Quoted passage:
★ ★ ★ ★

Children of Berezovka are Diagnosed with Toxic Encephalopathy
Poisoned children from the Kazakhstani village of Berezovka are diagnosed with toxic encephalopathy. Doctors say the likely cause of poisoning is hydrocarbons and their fumes.
The following article is originally published on crudeaccountability.org.
In March 2018, Albina Iskakova and Alina Kusmangaliyeva of Berezovka, Kazakhstan were examined at the Semashko Children’s Center for Diagnosis and Treatment, one of the most well-known and respected children’s hospitals in Moscow, Russia. The girls underwent comprehensive medical consultations and diagnostic procedures in an effort to understand the cause of medical symptoms they have experienced since they became ill on November 28, 2014 following a release of toxic fumes from the Karachaganak Oil and Gas Condensate Field, located five kilometers from their home village. Both girls were diagnosed with toxic encephalopathy, a brain disease caused by chemical poisoning (code G92 in the international classification of diseases). The doctor who saw them indicated that the disease was likely caused by exposure to hydrocarbons and their fumes (code X46).
The doctors of the Semashko Center prescribed a five-year treatment plan that includes courses of expensive drugs and ongoing monitoring by specialists. Without proper treatment, toxic encephalopathy can lead to serious neurological disorders and partial or total disability.
The doctors’ diagnosis provides documented evidence that the Berezovka children suffer from toxic poisoning by hydrocarbons, the source of which, likely, is the Karachaganak Oil and Gas Condensate Field, operated by the Karachaganak Petroleum Operating BV (KPO) consortium, which includes the world’s largest oil companies: US Chevron, Dutch Shell, Italian ENI, Russian Lukoil, and Kazakhstan’s KazMunayGaz.

★ ★ ★ ★

Extracted entries:

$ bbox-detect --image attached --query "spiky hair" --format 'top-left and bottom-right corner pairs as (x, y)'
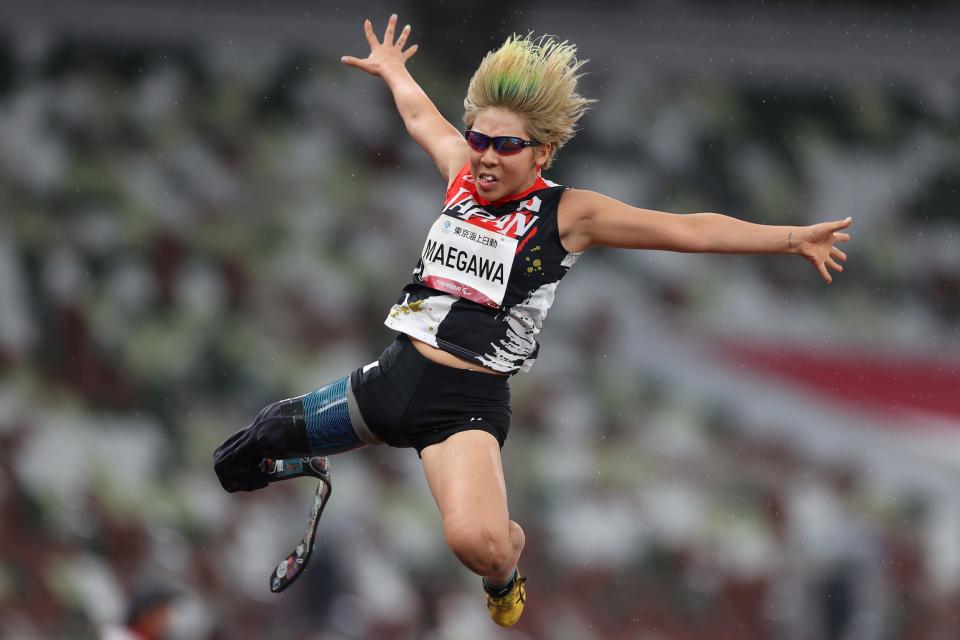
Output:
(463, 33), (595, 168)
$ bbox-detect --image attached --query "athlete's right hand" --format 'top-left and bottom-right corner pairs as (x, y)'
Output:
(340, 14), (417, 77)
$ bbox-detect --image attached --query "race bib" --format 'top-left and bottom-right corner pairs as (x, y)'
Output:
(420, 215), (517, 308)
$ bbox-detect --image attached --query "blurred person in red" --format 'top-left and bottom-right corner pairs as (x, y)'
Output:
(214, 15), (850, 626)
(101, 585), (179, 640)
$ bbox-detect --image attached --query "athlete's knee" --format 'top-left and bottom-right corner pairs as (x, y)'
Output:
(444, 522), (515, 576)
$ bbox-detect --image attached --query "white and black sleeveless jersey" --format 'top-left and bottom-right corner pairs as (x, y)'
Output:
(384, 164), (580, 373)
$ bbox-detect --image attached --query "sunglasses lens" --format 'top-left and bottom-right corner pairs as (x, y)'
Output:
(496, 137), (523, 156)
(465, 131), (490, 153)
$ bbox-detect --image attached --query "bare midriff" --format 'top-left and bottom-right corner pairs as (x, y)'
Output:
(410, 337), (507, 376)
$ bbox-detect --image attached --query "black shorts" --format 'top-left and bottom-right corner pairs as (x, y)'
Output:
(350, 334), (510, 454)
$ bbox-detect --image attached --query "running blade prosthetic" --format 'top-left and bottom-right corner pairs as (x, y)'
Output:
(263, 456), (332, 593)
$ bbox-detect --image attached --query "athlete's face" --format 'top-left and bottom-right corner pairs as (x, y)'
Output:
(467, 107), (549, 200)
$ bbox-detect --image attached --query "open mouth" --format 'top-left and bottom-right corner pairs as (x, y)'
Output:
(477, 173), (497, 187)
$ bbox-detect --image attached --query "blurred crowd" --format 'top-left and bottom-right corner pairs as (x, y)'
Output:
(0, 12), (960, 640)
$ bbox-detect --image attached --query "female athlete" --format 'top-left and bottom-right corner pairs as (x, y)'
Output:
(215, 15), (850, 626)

★ ★ ★ ★

Resume the article on the poisoned children of Berezovka, picking up after its last sentence.

Result of this task:
Medical diagnostics of the children and their trip to Moscow were funded via a crowdfunding campaign, Children of Berezovka: It’s Time to Help! The cost of the diagnostics of the two children in Moscow cost a total of $1700, less than the average monthly salary of a KPO employee, but an impossible sum for the parents.
Alina and Albina were among 25 Berezovka children who were subjected to severe toxic poisoning on November 28, 2014. Despite the children’s ongoing symptoms such as convulsions, headache, blood pressure surges, and loss of consciousness, for over 3 years the Kazakhstan state-owned hospitals have not provided a proper diagnosis or prescribed correct treatment for these children. Postponing the diagnosis only worsened the children’s health conditions. Neither KPO nor the Kazakhstani state authorities have taken responsibility for the tragedy or compensated the children for the significant damage to their health.
“Since 2003, the residents of Berezovka expressed their deep concern that their children would be harmed by the oil and gas exploitation occurring at the Karachaganak Field, and demanded relocation to a safe and clean location away from the field. The company; the International Finance Corporation, which provided $150 million in loans to develop the field; and the government of Kazakhstan ignored this clear and reasonable demand for almost fifteen years. It is shameful that the children of Berezovka have paid the price for the greed of these institutions with their health,” said Kate Watters, executive director of Crude Accountability.
On April 11, 2018, the parents were informed that a criminal investigation into the case would be closed due to the absence of corpus delicti, although the case materials contain numerous facts about the negative impact of KPO on the environment and human health.
“In the case of the children of Berezovka, the Republic of Kazakhstan and KPO grossly violated and ignored not only provisions of national legislation, but also the Convention on the Rights of the Child ratified by Kazakhstan and the United Nations Committee on the Rights of the Child’s recommendations concerning the impact of entrepreneurial activity on the rights of children. The state should recognize its responsibility for the tragedy and provide the poisoned children with immediate assistance for treatment and rehabilitation,” says Yevgeny Zhovtis, Director of the Kazakhstan International Bureau for Human Rights and the Rule of Law.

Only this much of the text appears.